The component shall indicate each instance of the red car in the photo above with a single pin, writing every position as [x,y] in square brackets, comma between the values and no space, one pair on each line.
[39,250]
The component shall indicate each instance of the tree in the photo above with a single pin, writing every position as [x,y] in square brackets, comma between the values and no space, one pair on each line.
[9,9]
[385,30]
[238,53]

What is required: Rewrite the lines above with every "single pin" changed to "single marker", keeping everything else the same.

The reply:
The component shall indicate each instance of the red car in the photo above with a single marker, writing every position as [x,y] in square brackets, comma between the values and no space, one pair on each line.
[39,250]
The component shall indicate each instance of the tree in the photo above with a single marker, writing every position as [x,y] in square brackets, comma between the values and no space, one pair on each line.
[9,9]
[385,30]
[238,53]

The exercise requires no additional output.